- Exercise description: Write out the entries below again, substituting "elder bloom" for "elderflower blossom" and leaving everything else as it is.

++++ Recorded data ++++

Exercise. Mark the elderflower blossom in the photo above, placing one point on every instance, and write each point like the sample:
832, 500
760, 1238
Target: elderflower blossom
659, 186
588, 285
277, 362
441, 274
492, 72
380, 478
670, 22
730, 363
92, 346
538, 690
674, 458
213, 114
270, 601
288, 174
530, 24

++++

- Problem solution:
Exercise. Mark the elder bloom in the photo above, placing one point on every instance, and write each point like the sample:
832, 500
760, 1238
Target: elder bloom
659, 186
588, 285
277, 362
441, 274
492, 72
380, 478
670, 22
730, 363
92, 346
538, 690
674, 458
213, 114
270, 601
288, 174
530, 24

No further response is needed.